Extracted information START

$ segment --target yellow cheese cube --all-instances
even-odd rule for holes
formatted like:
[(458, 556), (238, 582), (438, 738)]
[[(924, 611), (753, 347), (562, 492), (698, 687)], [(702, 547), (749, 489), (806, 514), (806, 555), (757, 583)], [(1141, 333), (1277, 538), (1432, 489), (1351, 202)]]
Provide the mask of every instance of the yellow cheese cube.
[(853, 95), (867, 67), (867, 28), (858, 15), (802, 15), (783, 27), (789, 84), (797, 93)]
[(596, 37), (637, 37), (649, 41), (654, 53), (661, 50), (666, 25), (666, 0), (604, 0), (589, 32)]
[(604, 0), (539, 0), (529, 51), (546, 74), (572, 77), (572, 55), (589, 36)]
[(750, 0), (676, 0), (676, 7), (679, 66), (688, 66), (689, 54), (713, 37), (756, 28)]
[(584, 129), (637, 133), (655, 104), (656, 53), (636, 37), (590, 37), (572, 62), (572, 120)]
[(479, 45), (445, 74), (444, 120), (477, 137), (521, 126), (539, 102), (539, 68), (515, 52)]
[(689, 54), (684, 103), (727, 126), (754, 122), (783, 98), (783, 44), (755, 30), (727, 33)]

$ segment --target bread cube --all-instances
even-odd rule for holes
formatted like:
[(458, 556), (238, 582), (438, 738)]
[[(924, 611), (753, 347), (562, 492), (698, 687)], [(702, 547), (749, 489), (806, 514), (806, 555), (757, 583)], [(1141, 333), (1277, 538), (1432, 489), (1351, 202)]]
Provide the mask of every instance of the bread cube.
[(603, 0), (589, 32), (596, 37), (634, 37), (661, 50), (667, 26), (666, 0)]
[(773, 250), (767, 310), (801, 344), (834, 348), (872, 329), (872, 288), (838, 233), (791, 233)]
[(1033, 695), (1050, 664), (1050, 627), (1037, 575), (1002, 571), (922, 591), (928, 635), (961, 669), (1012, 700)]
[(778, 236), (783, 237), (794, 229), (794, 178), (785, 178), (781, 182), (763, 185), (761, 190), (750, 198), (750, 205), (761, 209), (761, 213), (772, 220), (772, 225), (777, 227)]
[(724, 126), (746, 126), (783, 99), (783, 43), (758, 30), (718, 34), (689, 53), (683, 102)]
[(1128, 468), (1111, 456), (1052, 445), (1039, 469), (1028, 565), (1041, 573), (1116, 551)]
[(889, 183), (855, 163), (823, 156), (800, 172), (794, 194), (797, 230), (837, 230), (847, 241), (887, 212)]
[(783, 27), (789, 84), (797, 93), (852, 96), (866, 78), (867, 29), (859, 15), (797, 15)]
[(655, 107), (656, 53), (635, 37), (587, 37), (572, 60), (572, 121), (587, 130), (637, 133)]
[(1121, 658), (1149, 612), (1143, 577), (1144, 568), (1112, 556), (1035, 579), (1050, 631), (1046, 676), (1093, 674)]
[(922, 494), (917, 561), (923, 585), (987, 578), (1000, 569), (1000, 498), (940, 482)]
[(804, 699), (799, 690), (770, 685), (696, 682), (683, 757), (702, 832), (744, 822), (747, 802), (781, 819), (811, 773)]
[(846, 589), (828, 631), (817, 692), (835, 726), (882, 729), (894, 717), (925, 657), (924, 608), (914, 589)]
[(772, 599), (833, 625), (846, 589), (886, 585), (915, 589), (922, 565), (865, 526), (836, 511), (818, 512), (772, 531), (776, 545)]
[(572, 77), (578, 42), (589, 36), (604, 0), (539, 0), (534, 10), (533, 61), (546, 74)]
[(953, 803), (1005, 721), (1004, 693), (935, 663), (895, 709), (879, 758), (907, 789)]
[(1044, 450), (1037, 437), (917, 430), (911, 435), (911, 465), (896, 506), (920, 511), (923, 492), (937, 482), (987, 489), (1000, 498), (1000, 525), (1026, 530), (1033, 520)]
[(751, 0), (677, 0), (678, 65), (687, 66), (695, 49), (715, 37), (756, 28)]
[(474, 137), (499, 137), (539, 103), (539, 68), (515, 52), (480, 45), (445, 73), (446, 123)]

Extracted information END

Exercise prompt -
The records above need to be written out again. Keep them exact.

Written response -
$ segment --target yellow cheese cube --all-instances
even-odd rule for holes
formatted like:
[(458, 556), (238, 582), (438, 738)]
[[(924, 611), (753, 347), (562, 492), (698, 687)], [(702, 547), (749, 489), (806, 514), (806, 555), (757, 583)], [(1141, 333), (1277, 538), (1432, 489), (1351, 202)]]
Provide the mask of every instance of the yellow cheese cube.
[(853, 95), (867, 67), (867, 28), (858, 15), (802, 15), (783, 27), (789, 84), (797, 93)]
[(596, 37), (637, 37), (649, 41), (654, 53), (661, 50), (666, 25), (666, 0), (604, 0), (589, 32)]
[(604, 0), (539, 0), (529, 51), (546, 74), (572, 77), (572, 55), (589, 36)]
[(750, 0), (676, 0), (676, 7), (679, 66), (688, 66), (689, 54), (713, 37), (756, 28)]
[(584, 129), (637, 133), (655, 104), (656, 53), (636, 37), (590, 37), (572, 62), (572, 120)]
[(479, 45), (445, 74), (444, 120), (477, 137), (521, 126), (539, 102), (539, 68), (515, 52)]
[(689, 54), (684, 103), (727, 126), (754, 122), (783, 98), (783, 44), (755, 30), (727, 33)]

$ segment --target bread cube --all-instances
even-odd rule for holes
formatted like:
[(458, 556), (238, 582), (438, 738)]
[[(924, 611), (753, 347), (562, 492), (698, 687)], [(702, 547), (749, 489), (806, 514), (806, 555), (757, 583)], [(1141, 333), (1277, 538), (1432, 489), (1351, 202)]]
Provide the mask of every instance of the bread cube.
[(603, 0), (589, 32), (596, 37), (634, 37), (661, 50), (667, 26), (666, 0)]
[(773, 250), (767, 310), (801, 344), (834, 348), (872, 329), (872, 288), (838, 233), (791, 233)]
[(1033, 695), (1050, 664), (1050, 627), (1037, 575), (1002, 571), (922, 591), (928, 635), (961, 669), (1012, 700)]
[(778, 236), (783, 237), (794, 229), (794, 178), (785, 178), (781, 182), (763, 185), (761, 190), (750, 198), (750, 205), (761, 209), (761, 213), (772, 220), (772, 225), (777, 227)]
[(724, 126), (746, 126), (783, 99), (783, 43), (758, 30), (718, 34), (689, 53), (683, 102)]
[(1128, 468), (1111, 456), (1052, 445), (1039, 469), (1028, 565), (1041, 573), (1116, 551)]
[(889, 183), (855, 163), (823, 156), (800, 172), (794, 194), (797, 230), (837, 230), (847, 241), (887, 212)]
[(783, 27), (789, 84), (797, 93), (852, 96), (866, 78), (867, 29), (859, 15), (797, 15)]
[(655, 107), (656, 53), (635, 37), (587, 37), (572, 60), (572, 121), (587, 130), (637, 133)]
[(1121, 658), (1149, 612), (1143, 577), (1144, 568), (1112, 556), (1035, 579), (1050, 631), (1046, 676), (1093, 674)]
[(922, 494), (917, 561), (923, 585), (987, 578), (1000, 569), (1000, 498), (940, 482)]
[(804, 699), (799, 690), (770, 685), (696, 682), (683, 757), (702, 832), (744, 822), (747, 802), (781, 819), (811, 773)]
[(846, 589), (828, 631), (817, 692), (835, 726), (882, 729), (894, 717), (925, 657), (924, 608), (914, 589)]
[(772, 599), (833, 625), (846, 589), (886, 585), (915, 589), (922, 565), (865, 526), (836, 511), (818, 512), (772, 531), (776, 545)]
[(572, 77), (578, 42), (589, 36), (604, 0), (539, 0), (534, 10), (533, 61), (546, 74)]
[(953, 803), (1005, 721), (1004, 693), (935, 663), (895, 709), (879, 758), (907, 789)]
[(1044, 450), (1037, 437), (917, 430), (911, 435), (911, 465), (896, 506), (920, 511), (923, 492), (937, 482), (987, 489), (1000, 498), (1000, 525), (1026, 530), (1033, 520)]
[(751, 0), (677, 0), (678, 65), (687, 66), (695, 49), (715, 37), (756, 28)]
[(474, 137), (499, 137), (539, 103), (539, 68), (515, 52), (480, 45), (445, 73), (446, 123)]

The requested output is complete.